Exclude all pictures from your copy of the data below, which should otherwise match exactly.

::::::::::

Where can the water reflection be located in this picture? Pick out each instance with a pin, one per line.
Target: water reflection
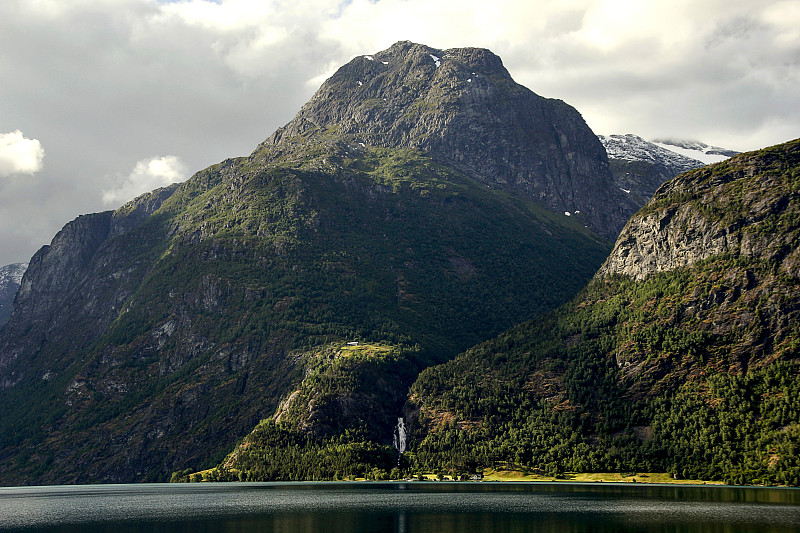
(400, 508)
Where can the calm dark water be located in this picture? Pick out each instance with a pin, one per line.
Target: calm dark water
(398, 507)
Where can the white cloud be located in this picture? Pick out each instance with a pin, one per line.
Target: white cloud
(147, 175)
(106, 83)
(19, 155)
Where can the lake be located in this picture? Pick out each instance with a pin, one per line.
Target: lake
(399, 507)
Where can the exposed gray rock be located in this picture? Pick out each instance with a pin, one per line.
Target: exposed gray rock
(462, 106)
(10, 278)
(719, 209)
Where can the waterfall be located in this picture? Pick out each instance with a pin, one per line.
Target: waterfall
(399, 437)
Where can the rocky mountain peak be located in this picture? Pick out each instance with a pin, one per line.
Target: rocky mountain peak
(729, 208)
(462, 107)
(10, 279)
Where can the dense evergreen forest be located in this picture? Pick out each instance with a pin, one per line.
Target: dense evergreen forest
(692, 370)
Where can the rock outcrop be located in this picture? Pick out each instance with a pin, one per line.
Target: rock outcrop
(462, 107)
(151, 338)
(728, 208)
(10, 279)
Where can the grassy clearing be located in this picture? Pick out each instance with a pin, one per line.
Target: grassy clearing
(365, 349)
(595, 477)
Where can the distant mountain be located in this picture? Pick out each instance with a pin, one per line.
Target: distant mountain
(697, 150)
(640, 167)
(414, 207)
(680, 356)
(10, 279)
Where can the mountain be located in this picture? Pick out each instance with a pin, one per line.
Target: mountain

::::::::::

**Answer box**
Where can the water reflection be located in this picture? Pick out each instance with a pin, one per line.
Target: water reflection
(400, 508)
Where can the calm dark water be located in this picture? Pick out each instance with a pin, one per line.
Target: calm dark water
(398, 507)
Where can the white cloud be located in this picture? Pick out each instance with a pin, one per line.
Target: white cloud
(147, 175)
(106, 83)
(19, 155)
Where can the lake be located in this picture? Pick out each instance with a pin, one per line.
Target: lake
(399, 507)
Where can the exposed gray rock be located in this picture? Pick out each instance with a pin, one per line.
Target: exposed gray rock
(462, 106)
(10, 278)
(719, 209)
Where can the waterfall be located in this picture? Pick out each instance with a pin, one per line.
Target: waterfall
(399, 437)
Where can the rocky mountain peak be located in this picture? Pick out each instance with a pin, one per line.
Target: rocky mountain peak
(729, 208)
(462, 107)
(10, 279)
Where can the dense evergreen forest be located in this picture? Pick out each instance with a pin, one per line.
Target: dense evergreen forest
(692, 370)
Where can the rock outcrop be located in this picture? Pick out each instance with a pin, one per line.
Target: rock outcrop
(462, 107)
(151, 338)
(728, 208)
(10, 279)
Where can the grassy clearing be located in this picture? Pick out each instance with a pin, one per line.
Target: grassy clearing
(365, 349)
(595, 477)
Where can the distant mountain be located in this picture? Pick out each instance with a pin, one per line.
Target: distant mountain
(697, 150)
(640, 167)
(414, 207)
(680, 356)
(10, 279)
Where can the mountain be located in this picture? Pick out each instance with a pin, one per line.
Target: mountain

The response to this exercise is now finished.